◆ TASK REQUIREMENTS
Return all of the data exactly, with nothing left out but the pictures.
--- Start of MATERIAL SHOWN ---
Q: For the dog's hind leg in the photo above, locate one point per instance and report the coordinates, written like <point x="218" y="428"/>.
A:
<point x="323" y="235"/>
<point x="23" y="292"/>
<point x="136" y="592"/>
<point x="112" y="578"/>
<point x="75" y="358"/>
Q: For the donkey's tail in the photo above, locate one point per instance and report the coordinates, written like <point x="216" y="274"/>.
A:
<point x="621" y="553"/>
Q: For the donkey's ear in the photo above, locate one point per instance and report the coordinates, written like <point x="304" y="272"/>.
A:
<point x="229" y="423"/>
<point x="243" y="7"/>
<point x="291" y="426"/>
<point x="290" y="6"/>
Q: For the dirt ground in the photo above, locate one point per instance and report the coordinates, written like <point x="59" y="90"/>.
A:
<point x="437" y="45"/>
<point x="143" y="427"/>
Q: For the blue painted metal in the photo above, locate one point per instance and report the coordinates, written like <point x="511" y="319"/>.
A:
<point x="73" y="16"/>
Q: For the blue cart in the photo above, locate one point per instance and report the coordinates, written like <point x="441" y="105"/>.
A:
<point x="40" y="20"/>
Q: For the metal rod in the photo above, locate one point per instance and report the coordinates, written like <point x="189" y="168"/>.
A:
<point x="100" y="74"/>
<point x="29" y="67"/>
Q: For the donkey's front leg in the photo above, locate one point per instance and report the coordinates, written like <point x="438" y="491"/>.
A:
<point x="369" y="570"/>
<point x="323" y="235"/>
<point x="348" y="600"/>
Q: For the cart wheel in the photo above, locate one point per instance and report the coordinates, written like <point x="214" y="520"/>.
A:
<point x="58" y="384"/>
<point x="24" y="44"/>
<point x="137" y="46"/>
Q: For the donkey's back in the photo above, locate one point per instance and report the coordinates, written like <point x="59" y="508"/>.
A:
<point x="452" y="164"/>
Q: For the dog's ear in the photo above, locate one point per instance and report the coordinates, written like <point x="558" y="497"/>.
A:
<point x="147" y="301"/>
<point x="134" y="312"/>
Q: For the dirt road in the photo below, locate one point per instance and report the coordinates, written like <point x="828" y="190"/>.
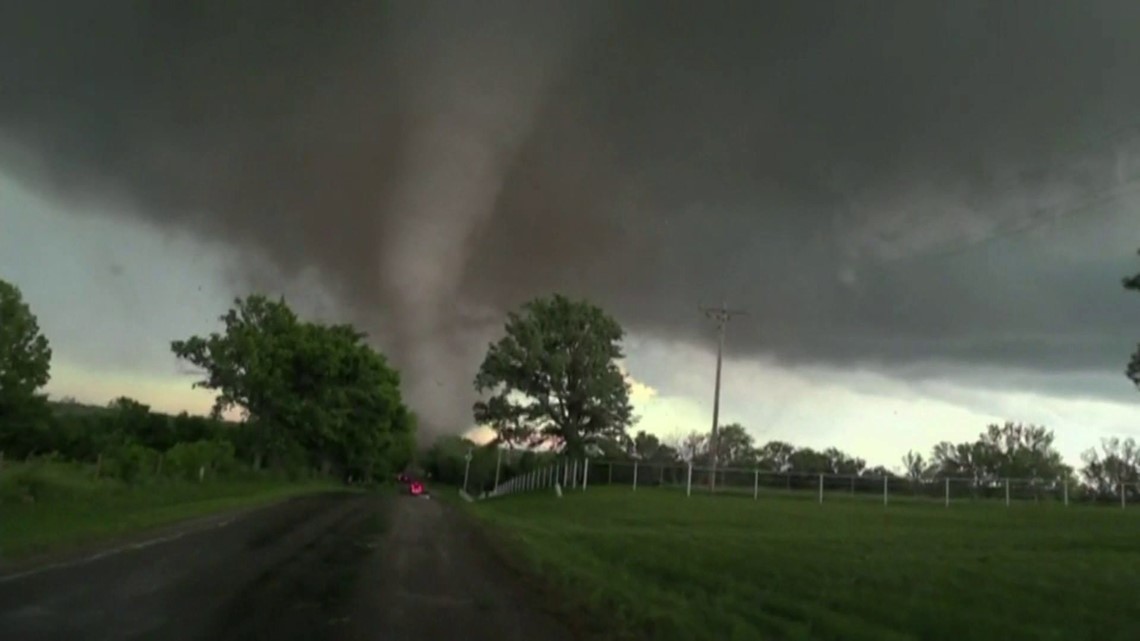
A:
<point x="319" y="568"/>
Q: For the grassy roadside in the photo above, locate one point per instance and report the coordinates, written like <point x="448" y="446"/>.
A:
<point x="74" y="511"/>
<point x="658" y="566"/>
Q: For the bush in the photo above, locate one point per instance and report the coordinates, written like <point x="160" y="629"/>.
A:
<point x="185" y="460"/>
<point x="130" y="463"/>
<point x="43" y="479"/>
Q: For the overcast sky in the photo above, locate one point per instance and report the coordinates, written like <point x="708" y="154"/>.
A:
<point x="926" y="208"/>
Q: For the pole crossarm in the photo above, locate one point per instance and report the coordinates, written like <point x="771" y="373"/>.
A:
<point x="722" y="315"/>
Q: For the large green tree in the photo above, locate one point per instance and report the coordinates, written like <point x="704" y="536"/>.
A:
--- End of MATERIAL SHOWN ---
◆ EXERCISE SOLUTION
Q: For the dog's hind leg in the photo above, locate one point per instance and report the coordinates, written like <point x="218" y="428"/>.
A:
<point x="323" y="235"/>
<point x="23" y="292"/>
<point x="136" y="592"/>
<point x="112" y="578"/>
<point x="75" y="358"/>
Q: For the donkey's tail in the photo above, locate one point per instance and report the coordinates, written like <point x="216" y="274"/>.
A:
<point x="621" y="553"/>
Q: For the donkey's ear in the photo above, locate one point per instance and report the coordinates, written like <point x="304" y="272"/>.
A:
<point x="229" y="423"/>
<point x="243" y="7"/>
<point x="291" y="426"/>
<point x="290" y="6"/>
Q: For the dirt ground in the photo above, locate one point per instance and report the coordinates, written like <point x="59" y="90"/>.
A:
<point x="437" y="45"/>
<point x="143" y="427"/>
Q: For the blue painted metal in the photo above, locate one point per instance and report the coordinates, written like <point x="511" y="319"/>.
A:
<point x="73" y="16"/>
Q: For the blue cart in the photo above, locate one point per instance and report the coordinates, written like <point x="441" y="105"/>.
A:
<point x="40" y="20"/>
Q: For the metal rod in the photo above, locate one point per instance and report the coordinates, written like <point x="189" y="168"/>.
A:
<point x="100" y="74"/>
<point x="29" y="67"/>
Q: For the donkey's front leg in the photo above, locate one point per instance and report the coordinates, written like <point x="438" y="491"/>.
A:
<point x="369" y="570"/>
<point x="323" y="235"/>
<point x="348" y="600"/>
Q: For the cart wheel in the photo above, locate one point per instance and report the coordinates, written like <point x="214" y="520"/>.
A:
<point x="58" y="384"/>
<point x="24" y="44"/>
<point x="137" y="46"/>
Q: For the donkey's back in the photo above, locate one point per instance and report the coordinates, written like <point x="59" y="508"/>.
A:
<point x="452" y="164"/>
Q: For the dog's ear in the photo above, locate one point per instance and report the coordinates, written like <point x="558" y="497"/>.
A:
<point x="147" y="301"/>
<point x="134" y="312"/>
Q: For the dirt road in the photo below, locate one point per instance and report the coordinates, written like <point x="828" y="190"/>.
A:
<point x="319" y="568"/>
Q: For the grassy roadside in the photo above, locate one point per instance and report the coordinates, written like <point x="448" y="446"/>.
A:
<point x="74" y="511"/>
<point x="658" y="566"/>
Q: For the bush in the photo above, locate one point per instance and report the coordinates, written like <point x="160" y="629"/>.
A:
<point x="185" y="460"/>
<point x="130" y="463"/>
<point x="43" y="479"/>
Q: For the overcast sky in the photo above, locate one point per instance and report the coordinates, written like <point x="708" y="154"/>.
A:
<point x="926" y="208"/>
Q: For the pole crossarm in the photo above, locate one point per instance and report the coordinates, written like <point x="771" y="373"/>.
A:
<point x="722" y="315"/>
Q: For the large green tree in the photo above, locate one point per instance and report the coordinates, written like <point x="704" y="536"/>.
A:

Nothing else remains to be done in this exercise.